#### EXTRACT PROVIDED:
● ● ● ● ● ● ●

There weren't quite as many as I expected but that is probably due to the weather and the afternoon visit.

The images are here along with some of West Cliff Drive and the sky. The video (no audio) is looking up and around. It is a bit shaky due to being zoomed in and image stabilisation!

Long Read: Motorbiking around Angola

This is a story I reread about once a year and recommend to everyone who will listen. In 2007 some South Africans took their motorbikes around Angola. There are lots of pictures, stories about the Angolan people, touching parts, motorbiking and just an overall wonderful read.

The first part is here. Part two is a few posts down. That part then has links to each successive part.

Moving to Github

I have two active open source projects, and have been hosting them at Google Code. Now I'm moving them to Github. I'm still tidying up odds and ends.

Google Code (old home) Github (new home)
https://code.google.com/p/apsw/ https://github.com/rogerbinns/apsw
https://code.google.com/p/java-mini-python/ https://github.com/rogerbinns/jia-mini-python

So let's start with some of the good things about Google Code:

  • Mercurial: I prefer Mercurial as my DVCS of choice, and it is well supported.

● ● ● ● ● ● ●

#### RECORDED INFORMATION:
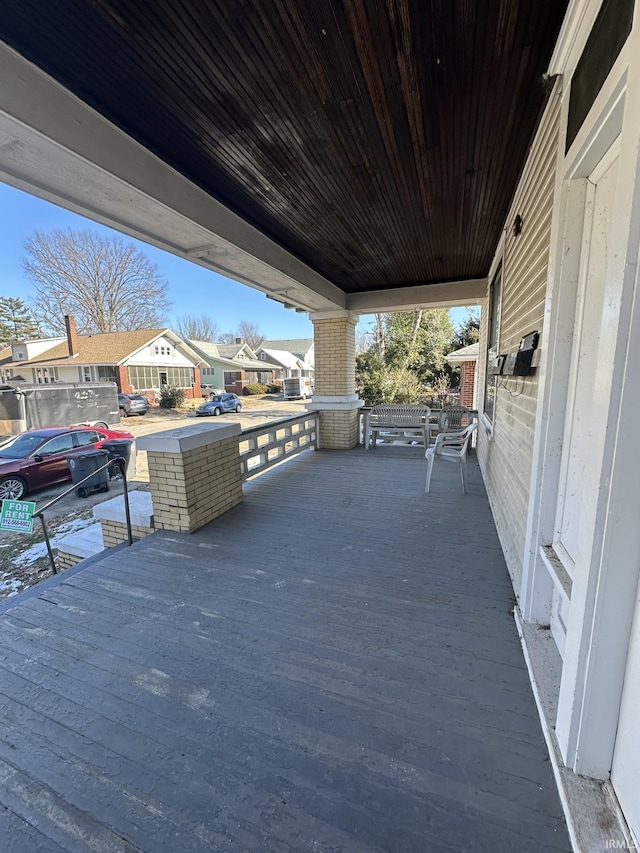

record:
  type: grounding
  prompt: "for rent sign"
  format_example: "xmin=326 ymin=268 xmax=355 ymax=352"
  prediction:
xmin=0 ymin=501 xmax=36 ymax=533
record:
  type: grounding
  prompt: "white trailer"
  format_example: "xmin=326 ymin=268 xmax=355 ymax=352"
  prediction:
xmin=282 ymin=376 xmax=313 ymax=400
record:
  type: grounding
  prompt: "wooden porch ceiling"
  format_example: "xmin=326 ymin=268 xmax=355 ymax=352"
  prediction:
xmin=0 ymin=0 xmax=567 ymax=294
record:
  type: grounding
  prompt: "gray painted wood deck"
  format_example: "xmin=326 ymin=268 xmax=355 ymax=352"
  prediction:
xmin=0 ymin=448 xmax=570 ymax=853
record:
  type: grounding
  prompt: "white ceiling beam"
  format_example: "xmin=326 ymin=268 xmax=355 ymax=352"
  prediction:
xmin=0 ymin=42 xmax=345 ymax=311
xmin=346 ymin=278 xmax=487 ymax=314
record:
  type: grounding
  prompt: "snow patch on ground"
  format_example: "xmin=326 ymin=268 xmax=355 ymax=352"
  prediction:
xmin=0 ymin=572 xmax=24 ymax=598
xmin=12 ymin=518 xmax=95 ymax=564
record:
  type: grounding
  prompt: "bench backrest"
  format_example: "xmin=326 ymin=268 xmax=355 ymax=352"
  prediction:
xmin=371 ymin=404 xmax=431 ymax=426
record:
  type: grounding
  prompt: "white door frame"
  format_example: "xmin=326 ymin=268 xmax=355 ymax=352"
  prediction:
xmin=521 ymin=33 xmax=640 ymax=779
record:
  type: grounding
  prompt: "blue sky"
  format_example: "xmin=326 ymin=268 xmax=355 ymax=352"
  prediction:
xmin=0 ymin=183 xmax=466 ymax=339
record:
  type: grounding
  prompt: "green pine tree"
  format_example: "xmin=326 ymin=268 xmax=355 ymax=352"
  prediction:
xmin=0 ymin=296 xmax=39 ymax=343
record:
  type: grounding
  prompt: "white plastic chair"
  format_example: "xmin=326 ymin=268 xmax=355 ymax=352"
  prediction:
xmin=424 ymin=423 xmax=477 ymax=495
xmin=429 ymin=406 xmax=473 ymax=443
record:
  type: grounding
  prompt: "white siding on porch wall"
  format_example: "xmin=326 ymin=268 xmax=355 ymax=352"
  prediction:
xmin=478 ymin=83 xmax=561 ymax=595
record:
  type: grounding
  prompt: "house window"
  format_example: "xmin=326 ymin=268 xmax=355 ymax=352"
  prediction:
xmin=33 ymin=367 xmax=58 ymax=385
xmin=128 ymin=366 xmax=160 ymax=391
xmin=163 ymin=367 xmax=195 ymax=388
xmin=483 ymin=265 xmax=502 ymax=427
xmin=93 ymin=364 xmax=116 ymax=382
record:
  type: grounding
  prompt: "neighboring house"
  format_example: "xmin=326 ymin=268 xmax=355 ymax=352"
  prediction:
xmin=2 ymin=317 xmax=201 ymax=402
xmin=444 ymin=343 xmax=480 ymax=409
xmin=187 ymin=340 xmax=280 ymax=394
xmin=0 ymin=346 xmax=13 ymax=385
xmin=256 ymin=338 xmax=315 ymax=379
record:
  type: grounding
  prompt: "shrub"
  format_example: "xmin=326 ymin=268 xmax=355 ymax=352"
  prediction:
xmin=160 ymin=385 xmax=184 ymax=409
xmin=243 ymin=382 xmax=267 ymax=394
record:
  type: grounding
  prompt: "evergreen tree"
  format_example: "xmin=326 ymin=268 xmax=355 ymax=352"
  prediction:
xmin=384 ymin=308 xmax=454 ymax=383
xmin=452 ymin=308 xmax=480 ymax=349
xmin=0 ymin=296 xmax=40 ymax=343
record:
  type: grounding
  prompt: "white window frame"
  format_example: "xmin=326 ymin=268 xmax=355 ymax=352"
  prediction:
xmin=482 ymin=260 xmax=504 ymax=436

● ● ● ● ● ● ●

#### PROMPT A:
Answer these questions about the blog extract, one line each:
(i) In what year did some South Africans ride their motorbikes around Angola?
(ii) Where were the two open source projects hosted before the move to Github?
(iii) Which DVCS does the writer prefer?
#### PROMPT B:
Extract the part of the blog extract from "Moving to Github" to "is well supported.", word for word.

#### WRITTEN ANSWER A:
(i) 2007
(ii) Google Code
(iii) Mercurial

#### WRITTEN ANSWER B:
Moving to Github

I have two active open source projects, and have been hosting them at Google Code. Now I'm moving them to Github. I'm still tidying up odds and ends.

Google Code (old home) Github (new home)
https://code.google.com/p/apsw/ https://github.com/rogerbinns/apsw
https://code.google.com/p/java-mini-python/ https://github.com/rogerbinns/jia-mini-python

So let's start with some of the good things about Google Code:

  • Mercurial: I prefer Mercurial as my DVCS of choice, and it is well supported.